** TASK STATEMENT **
Quote the entries below from the line with "like x=60, y=77." through the line with "like x=245, y=15.", both ends included, and only those lines.

[[ DATA EXTRACT, beginning ]]

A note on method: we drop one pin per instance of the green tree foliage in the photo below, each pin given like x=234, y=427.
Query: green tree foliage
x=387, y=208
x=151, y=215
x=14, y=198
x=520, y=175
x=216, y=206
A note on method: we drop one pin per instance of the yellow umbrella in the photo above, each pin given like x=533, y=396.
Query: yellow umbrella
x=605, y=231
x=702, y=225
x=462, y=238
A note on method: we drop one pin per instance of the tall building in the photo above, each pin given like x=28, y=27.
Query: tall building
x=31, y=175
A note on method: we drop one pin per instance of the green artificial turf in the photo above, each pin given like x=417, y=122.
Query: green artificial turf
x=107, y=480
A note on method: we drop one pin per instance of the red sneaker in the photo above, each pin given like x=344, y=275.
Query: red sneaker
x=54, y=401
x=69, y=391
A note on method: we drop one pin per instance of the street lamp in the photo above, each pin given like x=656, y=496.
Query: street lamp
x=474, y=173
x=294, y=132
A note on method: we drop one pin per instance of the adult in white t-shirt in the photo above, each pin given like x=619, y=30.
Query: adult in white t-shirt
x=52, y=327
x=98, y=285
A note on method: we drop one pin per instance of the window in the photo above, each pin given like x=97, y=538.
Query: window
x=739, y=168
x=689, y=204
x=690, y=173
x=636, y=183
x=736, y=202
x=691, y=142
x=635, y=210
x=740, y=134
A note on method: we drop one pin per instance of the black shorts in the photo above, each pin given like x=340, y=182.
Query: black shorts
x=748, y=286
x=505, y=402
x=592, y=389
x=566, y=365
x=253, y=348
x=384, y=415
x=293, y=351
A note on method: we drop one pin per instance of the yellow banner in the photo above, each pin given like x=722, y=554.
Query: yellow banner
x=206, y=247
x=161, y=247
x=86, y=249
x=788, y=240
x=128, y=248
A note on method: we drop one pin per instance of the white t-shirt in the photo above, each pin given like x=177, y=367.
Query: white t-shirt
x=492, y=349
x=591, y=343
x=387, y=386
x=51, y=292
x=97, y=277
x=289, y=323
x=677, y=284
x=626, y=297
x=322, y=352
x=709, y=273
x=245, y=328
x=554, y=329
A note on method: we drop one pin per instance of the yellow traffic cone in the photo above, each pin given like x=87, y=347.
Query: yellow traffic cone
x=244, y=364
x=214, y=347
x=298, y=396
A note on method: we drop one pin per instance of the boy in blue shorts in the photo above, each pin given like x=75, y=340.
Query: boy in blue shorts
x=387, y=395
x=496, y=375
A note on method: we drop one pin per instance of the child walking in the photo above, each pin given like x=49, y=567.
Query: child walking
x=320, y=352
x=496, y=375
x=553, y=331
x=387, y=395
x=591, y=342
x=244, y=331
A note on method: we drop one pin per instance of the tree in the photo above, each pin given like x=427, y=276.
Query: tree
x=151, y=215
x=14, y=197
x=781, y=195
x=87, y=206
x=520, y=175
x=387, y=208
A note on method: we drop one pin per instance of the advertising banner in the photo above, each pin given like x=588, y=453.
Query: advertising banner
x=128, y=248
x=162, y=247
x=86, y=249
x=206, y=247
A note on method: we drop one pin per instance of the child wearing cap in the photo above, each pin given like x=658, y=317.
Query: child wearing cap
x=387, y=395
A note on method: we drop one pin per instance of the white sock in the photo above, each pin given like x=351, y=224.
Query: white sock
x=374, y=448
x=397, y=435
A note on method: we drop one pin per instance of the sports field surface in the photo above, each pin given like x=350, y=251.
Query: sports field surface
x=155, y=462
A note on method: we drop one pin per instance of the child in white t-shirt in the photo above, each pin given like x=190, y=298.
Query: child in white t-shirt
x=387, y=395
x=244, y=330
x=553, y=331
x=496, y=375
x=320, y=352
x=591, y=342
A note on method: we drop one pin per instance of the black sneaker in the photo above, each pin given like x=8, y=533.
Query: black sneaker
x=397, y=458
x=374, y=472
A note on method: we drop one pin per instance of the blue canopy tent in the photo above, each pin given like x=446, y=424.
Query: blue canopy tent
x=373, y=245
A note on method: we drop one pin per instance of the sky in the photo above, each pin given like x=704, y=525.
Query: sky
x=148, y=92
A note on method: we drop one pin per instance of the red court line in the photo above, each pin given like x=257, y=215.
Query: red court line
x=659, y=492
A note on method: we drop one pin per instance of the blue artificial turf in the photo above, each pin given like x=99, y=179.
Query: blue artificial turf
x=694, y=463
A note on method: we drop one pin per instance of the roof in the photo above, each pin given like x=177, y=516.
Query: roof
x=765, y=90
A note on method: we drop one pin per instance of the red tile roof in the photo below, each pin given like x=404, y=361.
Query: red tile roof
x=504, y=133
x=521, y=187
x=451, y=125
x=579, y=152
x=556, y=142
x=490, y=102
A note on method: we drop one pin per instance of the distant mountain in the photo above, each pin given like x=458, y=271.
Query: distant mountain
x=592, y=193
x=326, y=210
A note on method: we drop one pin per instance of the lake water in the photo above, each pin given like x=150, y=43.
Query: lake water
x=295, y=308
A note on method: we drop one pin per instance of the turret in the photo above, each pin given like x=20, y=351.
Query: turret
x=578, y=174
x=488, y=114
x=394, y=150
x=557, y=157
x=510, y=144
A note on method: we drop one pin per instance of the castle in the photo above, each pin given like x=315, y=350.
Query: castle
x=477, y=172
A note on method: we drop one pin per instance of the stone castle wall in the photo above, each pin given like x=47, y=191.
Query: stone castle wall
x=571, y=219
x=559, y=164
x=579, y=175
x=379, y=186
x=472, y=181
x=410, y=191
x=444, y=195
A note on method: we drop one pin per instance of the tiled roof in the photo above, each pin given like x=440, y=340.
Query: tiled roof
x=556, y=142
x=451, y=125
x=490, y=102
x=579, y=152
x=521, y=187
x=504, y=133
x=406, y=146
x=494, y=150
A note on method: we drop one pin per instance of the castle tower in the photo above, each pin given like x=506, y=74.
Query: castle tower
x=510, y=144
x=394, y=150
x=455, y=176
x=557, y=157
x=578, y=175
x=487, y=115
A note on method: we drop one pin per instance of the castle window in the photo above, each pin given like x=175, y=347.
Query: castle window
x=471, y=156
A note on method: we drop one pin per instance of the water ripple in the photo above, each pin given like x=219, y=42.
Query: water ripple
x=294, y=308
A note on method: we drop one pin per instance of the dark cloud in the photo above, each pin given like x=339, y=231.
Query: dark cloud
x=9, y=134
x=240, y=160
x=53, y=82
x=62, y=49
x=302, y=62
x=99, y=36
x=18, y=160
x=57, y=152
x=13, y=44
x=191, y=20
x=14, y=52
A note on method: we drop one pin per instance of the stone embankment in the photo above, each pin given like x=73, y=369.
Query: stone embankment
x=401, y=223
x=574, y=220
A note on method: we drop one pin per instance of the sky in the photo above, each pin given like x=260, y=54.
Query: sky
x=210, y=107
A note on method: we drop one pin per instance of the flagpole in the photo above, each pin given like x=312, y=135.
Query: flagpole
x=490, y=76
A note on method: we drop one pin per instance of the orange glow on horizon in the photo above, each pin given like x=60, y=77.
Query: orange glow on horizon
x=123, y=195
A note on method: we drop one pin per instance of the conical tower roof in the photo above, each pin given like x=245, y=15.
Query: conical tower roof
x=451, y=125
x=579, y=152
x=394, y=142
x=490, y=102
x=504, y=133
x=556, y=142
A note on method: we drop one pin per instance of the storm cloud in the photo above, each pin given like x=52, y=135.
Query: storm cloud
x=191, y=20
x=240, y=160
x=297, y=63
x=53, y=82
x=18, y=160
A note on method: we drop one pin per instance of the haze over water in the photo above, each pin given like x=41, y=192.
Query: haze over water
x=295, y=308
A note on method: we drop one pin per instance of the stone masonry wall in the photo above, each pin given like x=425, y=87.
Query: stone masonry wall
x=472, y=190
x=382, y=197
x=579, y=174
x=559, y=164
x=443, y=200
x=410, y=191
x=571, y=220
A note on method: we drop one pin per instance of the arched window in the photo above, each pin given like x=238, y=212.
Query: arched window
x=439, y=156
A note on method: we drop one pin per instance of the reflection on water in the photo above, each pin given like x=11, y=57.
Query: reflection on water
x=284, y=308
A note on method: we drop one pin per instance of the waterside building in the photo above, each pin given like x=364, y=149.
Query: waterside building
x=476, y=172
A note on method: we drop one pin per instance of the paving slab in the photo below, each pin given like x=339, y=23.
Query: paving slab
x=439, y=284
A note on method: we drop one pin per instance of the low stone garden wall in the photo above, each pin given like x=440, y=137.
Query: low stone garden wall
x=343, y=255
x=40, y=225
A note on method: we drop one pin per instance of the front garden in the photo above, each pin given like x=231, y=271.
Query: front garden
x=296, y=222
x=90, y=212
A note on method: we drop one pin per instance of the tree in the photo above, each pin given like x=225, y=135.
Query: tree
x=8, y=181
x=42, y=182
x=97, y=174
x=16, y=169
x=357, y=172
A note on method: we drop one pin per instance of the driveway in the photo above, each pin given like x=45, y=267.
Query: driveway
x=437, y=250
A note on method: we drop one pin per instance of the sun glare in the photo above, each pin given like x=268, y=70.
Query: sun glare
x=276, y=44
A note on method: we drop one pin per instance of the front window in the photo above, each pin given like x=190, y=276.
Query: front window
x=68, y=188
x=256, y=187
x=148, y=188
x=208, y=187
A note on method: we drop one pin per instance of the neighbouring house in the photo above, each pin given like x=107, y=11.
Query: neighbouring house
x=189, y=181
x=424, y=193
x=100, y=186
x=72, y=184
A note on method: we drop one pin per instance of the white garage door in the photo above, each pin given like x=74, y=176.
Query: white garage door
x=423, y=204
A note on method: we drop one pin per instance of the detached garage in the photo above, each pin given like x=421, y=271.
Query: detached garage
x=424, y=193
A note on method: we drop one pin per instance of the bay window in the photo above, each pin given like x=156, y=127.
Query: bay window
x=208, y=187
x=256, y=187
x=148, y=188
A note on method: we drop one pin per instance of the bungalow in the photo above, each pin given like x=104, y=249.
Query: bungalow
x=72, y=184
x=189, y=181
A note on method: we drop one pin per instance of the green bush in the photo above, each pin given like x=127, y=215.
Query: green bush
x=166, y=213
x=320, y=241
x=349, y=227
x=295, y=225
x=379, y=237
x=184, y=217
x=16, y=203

[[ DATA EXTRACT, end ]]

** TASK OUTPUT **
A note on method: we drop one pin per instance of the orange glow on horizon in the photo above, each pin given like x=60, y=77.
Query: orange glow on horizon
x=123, y=195
A note on method: we drop one pin per instance of the conical tower roof in the photo above, each pin given like x=245, y=15.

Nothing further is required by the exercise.